:: TO BE DONE ::
Reproduce the passage on Senate Bill No. 827's transit definitions word for word, in full.

TRANSIT TALK-Senate Bill No. 827, as newly amended in the Senate on April 9, 2018, was introduced by Senator Wiener, with principal co-authors Senator Skinner and Assembly Member Ting, and co-author Senator Hueso. It stirred a hornet’s nest when introduced, and the recent amendments have not calmed the swarm of angry hornets, but it did clarify their transit definitions:
“(d) “High-quality transit bus corridor” means a corridor with fixed route bus service that has service intervals of no more than 15 minutes during peak commute hours. that meets all of the following criteria:
- It has average service intervals of no more than 15 minutes during the three peak hours between 6 a.m. to 10 a.m., inclusive, and the three peak hours between 3 p.m. and 7 p.m., inclusive, on Monday through Friday.
- It has average service intervals of no more than 20 minutes during the hours of 6 a.m. to 10 a.m., inclusive, on Monday through Friday.

[Entries for pointing and labeling]
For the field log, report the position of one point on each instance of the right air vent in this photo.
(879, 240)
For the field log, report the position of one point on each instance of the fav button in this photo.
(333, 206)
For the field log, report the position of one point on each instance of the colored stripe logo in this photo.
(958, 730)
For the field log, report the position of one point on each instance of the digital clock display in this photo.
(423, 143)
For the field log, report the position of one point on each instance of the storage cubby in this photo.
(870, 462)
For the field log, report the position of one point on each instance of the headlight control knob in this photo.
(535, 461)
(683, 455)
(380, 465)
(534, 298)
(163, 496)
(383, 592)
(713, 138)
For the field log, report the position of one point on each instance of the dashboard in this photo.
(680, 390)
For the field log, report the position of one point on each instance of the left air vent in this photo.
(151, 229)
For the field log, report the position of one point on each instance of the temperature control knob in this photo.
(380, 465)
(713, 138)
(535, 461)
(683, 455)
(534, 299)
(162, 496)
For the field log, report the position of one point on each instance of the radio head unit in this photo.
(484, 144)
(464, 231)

* * *

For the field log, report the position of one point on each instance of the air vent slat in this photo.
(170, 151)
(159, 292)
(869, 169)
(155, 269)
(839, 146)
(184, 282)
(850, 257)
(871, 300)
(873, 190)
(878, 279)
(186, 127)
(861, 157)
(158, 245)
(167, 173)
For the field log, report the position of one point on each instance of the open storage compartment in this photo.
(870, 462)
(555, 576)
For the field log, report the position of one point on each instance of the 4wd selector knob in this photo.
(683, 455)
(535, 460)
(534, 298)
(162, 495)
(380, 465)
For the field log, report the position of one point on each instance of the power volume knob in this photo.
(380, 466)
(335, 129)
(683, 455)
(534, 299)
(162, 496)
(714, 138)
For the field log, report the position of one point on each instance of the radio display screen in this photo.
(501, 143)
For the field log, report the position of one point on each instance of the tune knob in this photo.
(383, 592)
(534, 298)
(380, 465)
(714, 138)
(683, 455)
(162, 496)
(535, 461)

:: FINAL RESULT ::
TRANSIT TALK-Senate Bill No. 827, as newly amended in the Senate on April 9, 2018, was introduced by Senator Wiener, with principal co-authors Senator Skinner and Assembly Member Ting, and co-author Senator Hueso. It stirred a hornet’s nest when introduced, and the recent amendments have not calmed the swarm of angry hornets, but it did clarify their transit definitions:
“(d) “High-quality transit bus corridor” means a corridor with fixed route bus service that has service intervals of no more than 15 minutes during peak commute hours. that meets all of the following criteria:
- It has average service intervals of no more than 15 minutes during the three peak hours between 6 a.m. to 10 a.m., inclusive, and the three peak hours between 3 p.m. and 7 p.m., inclusive, on Monday through Friday.
- It has average service intervals of no more than 20 minutes during the hours of 6 a.m. to 10 a.m., inclusive, on Monday through Friday.